TRECHO SELECIONADO –
○ ○ ○
Nossa reportagem ouviu Lucimar Rodrigues cujo filho, Artur, de 6 anos, tem complicações de saúde devido ao consumo de água imprópria. O menino passou por diversos exames sendo encaminhado diversas vezes passando mal e com dores para a UPA de Congonhas. “São diversas crianças com problemas de saúde e não recebemos qualquer apoio”, criticou. Ele mostrou dezenas de exames realizados por Artur e gastos com a saúde da criança.
○ ○ ○
DADOS FORNECIDOS –
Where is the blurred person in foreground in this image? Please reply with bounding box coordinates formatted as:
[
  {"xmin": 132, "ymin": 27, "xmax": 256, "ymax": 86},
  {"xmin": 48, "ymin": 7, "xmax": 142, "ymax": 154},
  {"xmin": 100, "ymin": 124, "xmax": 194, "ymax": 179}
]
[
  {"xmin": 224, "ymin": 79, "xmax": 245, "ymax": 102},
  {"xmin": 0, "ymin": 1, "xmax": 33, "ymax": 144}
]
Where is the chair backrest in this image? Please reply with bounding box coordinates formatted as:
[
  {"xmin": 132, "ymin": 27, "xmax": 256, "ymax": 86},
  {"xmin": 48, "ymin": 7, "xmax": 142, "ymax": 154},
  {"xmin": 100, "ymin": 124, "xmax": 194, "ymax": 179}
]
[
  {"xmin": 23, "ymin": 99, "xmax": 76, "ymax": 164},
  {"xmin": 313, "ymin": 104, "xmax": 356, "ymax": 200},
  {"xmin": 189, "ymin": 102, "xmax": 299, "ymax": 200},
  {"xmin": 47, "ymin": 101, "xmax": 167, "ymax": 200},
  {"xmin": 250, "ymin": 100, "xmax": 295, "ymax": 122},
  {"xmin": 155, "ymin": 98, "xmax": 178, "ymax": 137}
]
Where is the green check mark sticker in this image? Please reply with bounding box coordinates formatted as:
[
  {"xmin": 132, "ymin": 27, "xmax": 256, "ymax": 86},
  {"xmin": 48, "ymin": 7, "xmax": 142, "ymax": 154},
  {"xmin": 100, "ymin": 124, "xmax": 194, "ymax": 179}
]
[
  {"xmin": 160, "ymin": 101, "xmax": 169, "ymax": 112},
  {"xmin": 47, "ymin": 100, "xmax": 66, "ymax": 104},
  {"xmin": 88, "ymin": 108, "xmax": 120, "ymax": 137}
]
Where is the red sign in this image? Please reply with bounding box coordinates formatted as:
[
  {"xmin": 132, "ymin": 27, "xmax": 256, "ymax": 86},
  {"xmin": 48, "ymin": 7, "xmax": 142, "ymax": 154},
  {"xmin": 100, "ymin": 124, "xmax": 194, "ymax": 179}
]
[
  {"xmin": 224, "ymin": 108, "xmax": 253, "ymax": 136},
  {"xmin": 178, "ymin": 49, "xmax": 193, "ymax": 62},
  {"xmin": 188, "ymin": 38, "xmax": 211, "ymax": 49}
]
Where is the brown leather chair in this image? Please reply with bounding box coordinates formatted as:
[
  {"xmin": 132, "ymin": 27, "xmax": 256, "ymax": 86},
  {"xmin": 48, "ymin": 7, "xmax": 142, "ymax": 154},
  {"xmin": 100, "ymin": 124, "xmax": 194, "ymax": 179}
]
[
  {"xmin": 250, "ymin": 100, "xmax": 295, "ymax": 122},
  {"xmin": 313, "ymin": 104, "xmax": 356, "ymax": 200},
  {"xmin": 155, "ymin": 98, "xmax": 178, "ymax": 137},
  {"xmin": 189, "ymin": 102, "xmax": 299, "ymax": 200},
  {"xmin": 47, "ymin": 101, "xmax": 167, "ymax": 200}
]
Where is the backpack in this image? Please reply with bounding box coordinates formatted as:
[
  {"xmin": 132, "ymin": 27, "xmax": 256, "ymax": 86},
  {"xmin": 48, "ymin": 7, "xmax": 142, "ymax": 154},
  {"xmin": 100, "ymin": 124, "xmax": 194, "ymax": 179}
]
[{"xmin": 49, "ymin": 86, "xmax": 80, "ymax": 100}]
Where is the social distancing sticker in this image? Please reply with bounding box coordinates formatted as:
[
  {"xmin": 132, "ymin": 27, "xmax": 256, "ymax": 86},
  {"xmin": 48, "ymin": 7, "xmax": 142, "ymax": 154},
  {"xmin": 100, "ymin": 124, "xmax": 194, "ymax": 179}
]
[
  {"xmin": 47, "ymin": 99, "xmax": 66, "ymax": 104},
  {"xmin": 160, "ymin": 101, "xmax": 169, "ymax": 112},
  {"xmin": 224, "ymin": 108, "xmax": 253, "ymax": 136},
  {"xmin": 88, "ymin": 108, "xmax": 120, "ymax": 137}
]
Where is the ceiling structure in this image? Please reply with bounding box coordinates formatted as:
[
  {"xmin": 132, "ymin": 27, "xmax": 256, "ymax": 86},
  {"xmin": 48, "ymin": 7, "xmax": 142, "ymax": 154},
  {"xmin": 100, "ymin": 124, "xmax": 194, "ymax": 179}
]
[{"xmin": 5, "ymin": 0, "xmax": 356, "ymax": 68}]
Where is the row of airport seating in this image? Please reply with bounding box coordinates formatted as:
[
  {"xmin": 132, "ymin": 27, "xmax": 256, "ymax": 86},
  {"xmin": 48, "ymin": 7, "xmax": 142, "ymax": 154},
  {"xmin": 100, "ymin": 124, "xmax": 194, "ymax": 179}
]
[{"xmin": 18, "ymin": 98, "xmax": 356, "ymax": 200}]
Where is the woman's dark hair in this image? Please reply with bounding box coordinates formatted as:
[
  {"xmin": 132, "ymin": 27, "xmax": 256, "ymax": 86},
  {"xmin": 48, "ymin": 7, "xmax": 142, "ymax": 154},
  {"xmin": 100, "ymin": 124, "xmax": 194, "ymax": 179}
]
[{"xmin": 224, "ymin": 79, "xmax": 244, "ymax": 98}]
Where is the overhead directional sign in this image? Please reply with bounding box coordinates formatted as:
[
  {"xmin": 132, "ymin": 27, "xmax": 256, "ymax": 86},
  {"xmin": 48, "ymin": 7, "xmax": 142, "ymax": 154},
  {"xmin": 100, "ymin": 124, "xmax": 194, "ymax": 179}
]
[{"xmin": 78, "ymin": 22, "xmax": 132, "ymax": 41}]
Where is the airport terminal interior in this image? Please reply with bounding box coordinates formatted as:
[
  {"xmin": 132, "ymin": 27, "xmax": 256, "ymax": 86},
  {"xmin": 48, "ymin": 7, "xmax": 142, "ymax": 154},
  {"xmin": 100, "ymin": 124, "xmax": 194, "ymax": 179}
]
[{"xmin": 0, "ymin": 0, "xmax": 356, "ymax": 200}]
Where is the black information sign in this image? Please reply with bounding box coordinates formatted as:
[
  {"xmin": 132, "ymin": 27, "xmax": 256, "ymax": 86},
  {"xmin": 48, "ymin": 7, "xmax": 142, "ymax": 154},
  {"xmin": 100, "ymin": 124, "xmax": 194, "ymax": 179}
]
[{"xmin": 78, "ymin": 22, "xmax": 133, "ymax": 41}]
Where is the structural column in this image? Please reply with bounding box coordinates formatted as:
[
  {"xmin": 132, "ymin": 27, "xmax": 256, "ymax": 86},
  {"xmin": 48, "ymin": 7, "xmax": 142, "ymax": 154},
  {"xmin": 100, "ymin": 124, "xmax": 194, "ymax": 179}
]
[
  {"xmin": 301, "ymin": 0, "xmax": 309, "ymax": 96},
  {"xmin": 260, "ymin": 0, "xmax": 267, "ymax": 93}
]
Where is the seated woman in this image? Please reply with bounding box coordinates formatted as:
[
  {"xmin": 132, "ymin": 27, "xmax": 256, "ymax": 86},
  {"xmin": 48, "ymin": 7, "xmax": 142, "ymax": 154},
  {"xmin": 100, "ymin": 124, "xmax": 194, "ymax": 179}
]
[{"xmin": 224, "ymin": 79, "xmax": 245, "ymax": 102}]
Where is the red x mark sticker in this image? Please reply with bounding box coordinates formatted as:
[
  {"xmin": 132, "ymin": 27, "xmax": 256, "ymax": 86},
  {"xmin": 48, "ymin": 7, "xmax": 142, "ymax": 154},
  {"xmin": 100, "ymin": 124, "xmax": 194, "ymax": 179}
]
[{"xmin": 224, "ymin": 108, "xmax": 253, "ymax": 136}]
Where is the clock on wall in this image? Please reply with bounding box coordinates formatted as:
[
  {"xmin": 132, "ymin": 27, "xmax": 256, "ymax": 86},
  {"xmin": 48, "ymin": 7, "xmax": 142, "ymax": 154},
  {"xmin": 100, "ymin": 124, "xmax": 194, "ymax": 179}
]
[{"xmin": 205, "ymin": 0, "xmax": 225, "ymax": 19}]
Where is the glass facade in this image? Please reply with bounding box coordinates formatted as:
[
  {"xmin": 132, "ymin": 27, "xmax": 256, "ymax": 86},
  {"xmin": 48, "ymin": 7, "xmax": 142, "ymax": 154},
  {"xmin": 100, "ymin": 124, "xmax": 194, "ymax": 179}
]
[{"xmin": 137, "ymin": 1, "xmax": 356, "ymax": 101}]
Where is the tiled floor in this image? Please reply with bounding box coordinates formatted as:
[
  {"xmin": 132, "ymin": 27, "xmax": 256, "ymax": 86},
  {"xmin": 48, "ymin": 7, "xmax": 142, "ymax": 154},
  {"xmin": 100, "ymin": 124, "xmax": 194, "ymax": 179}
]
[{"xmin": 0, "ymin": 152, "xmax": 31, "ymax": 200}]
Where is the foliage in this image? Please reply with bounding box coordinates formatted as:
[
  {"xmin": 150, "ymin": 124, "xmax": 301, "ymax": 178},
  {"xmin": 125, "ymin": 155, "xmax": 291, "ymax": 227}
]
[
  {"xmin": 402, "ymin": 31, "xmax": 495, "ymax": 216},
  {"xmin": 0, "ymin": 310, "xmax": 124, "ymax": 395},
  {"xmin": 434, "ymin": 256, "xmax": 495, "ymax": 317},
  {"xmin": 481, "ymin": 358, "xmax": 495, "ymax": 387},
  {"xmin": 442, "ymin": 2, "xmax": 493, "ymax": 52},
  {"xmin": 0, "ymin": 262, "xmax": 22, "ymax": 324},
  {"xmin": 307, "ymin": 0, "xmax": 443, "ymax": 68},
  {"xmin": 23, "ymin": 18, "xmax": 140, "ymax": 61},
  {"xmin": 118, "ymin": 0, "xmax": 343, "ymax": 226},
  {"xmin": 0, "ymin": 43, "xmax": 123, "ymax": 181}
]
○ ○ ○
ENUNCIADO – Resuma o trecho selecionado em duas frases. As linhas não têm nenhum papel nesta tarefa.

RESPOSTA – A reportagem ouviu Lucimar Rodrigues, cujo filho Artur, de 6 anos, tem complicações de saúde devido ao consumo de água imprópria e foi levado diversas vezes à UPA de Congonhas passando mal e com dores. Lucimar Rodrigues criticou a falta de qualquer apoio, afirmando que são diversas as crianças com problemas de saúde.